- **PASSAGE PROVIDED**:
· · · · ·
# my ibook g4 is slow. help?



## iammcmasta (Dec 16, 2008)

i have an ibook g4 and, i confess, i use it to play games on sometimes (more specificaly runescape) and it lags for long periods of time. is there any way i can make it so this doesn't happen (and something that i can do without purchasing anything)? and is there some way i can make it really fast? thanks in advance, iammcmasta


----------



## sinclair_tm (Mar 11, 2005)

Which G4 iBook is it?


----------



## iammcmasta (Dec 16, 2008)

there are different kinds? lol. all i know is i have had it for 4 years and its white.


----------



## sinclair_tm (Mar 11, 2005)

There where several G4 iBooks. Goto the Apple menu and select About this Mac and tell us the CPU speed and RAM size.


----------



## iammcmasta (Dec 16, 2008)

aight heres wat it says: mac os x version 10.4.11, processor 1.2 GHz PowerPC G4, memory 256 MB built-in, and i cant find RAM. is that enough?
· · · · ·
- **DATA PROVIDED**:

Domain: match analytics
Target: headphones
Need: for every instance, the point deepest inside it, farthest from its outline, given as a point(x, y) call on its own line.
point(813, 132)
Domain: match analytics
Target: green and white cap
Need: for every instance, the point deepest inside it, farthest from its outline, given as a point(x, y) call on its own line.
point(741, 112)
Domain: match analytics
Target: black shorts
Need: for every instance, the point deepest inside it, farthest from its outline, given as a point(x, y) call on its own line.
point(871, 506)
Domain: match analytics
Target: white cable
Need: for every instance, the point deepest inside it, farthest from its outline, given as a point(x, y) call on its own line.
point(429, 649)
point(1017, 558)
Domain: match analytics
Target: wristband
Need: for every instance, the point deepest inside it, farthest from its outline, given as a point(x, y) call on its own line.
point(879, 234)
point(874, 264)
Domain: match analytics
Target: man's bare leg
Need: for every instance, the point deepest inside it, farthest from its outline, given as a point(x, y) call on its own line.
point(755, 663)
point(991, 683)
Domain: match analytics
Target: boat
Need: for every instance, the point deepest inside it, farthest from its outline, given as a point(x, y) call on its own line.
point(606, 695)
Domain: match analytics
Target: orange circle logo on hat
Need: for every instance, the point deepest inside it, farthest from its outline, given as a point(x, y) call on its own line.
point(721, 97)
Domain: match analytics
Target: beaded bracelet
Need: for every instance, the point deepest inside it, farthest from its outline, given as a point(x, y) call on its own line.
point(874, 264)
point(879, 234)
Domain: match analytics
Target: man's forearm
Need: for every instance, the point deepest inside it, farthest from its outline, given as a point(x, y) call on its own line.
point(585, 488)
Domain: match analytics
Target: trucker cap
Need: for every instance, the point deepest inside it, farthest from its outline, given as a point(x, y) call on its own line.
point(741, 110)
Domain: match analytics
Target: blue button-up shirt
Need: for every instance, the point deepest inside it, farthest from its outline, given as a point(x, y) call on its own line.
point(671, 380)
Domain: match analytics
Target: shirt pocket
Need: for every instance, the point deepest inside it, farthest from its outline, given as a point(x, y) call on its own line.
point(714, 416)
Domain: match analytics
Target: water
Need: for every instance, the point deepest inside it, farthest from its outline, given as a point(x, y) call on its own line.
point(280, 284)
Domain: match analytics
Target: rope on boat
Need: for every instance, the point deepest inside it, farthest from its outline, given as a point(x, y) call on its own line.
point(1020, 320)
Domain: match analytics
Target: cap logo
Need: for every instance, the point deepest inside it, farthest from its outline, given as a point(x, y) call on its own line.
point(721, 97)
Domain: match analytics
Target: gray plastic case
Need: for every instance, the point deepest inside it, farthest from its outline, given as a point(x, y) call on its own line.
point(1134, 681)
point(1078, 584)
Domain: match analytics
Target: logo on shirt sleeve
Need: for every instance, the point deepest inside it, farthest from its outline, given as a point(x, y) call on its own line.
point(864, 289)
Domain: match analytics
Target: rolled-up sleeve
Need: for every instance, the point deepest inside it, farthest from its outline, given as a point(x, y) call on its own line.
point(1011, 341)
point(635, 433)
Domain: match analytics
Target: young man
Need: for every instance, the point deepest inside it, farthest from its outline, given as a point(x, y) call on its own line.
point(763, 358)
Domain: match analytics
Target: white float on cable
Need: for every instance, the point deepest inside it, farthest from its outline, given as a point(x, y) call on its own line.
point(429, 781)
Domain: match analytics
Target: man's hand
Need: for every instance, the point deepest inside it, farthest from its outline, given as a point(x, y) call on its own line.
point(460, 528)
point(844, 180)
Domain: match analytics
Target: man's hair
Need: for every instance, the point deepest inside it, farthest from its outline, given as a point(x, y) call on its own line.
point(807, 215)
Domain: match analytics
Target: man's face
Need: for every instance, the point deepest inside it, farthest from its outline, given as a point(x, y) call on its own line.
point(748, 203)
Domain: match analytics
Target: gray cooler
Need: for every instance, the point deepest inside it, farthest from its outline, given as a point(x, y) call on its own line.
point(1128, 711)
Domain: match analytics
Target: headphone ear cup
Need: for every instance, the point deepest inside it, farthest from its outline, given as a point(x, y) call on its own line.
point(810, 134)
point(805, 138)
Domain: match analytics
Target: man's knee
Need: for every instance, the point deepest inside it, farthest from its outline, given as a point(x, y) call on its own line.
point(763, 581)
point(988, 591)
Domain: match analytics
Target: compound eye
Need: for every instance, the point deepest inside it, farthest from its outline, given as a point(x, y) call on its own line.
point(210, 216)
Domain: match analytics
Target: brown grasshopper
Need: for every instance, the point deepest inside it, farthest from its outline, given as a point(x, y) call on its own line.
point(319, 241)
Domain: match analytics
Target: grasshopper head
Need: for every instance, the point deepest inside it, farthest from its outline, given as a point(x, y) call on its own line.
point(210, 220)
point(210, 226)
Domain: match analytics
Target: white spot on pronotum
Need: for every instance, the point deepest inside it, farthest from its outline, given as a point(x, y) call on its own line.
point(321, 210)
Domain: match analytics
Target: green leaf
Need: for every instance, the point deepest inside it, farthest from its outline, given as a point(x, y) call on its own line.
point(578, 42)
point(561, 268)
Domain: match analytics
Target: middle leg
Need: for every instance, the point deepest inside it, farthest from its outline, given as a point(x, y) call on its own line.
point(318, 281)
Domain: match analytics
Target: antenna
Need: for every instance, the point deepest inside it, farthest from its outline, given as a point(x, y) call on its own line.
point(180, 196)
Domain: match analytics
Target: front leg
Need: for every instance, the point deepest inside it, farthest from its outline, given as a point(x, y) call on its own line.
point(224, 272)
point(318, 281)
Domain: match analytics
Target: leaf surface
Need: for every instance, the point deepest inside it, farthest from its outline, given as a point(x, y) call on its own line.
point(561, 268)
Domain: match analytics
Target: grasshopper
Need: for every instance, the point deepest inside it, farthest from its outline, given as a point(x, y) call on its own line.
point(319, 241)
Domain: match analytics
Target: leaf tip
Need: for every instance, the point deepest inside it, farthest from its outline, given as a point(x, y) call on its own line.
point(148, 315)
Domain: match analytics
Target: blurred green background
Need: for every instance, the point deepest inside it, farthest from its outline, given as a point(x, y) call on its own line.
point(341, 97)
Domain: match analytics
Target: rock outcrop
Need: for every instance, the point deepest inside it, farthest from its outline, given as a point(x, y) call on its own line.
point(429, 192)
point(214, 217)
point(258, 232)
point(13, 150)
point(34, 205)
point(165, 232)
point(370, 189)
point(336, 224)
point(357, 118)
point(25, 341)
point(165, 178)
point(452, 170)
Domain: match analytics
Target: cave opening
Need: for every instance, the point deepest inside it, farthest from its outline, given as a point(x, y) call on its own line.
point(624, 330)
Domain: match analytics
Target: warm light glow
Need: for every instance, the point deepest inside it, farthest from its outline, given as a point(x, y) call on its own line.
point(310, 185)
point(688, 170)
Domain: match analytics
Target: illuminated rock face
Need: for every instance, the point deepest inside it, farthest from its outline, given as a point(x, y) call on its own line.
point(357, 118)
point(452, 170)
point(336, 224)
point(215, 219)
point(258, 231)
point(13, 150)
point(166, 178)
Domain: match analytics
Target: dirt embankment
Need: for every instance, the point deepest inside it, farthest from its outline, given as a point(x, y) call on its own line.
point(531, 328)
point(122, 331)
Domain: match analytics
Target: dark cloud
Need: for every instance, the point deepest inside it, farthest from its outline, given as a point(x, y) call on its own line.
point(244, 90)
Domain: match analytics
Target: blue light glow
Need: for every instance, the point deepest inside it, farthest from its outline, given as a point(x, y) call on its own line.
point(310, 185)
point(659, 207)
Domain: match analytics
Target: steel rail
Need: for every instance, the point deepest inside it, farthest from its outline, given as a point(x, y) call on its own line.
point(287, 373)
· · · · ·
- **CHALLENGE**: Reproduce word for word the part of the slow iBook forum thread above that begins at the words "There where several" and stops after "is that enough?".

- **RESPONSE TO THIS TASK**:
There where several G4 iBooks. Goto the Apple menu and select About this Mac and tell us the CPU speed and RAM size.


----------



## iammcmasta (Dec 16, 2008)

aight heres wat it says: mac os x version 10.4.11, processor 1.2 GHz PowerPC G4, memory 256 MB built-in, and i cant find RAM. is that enough?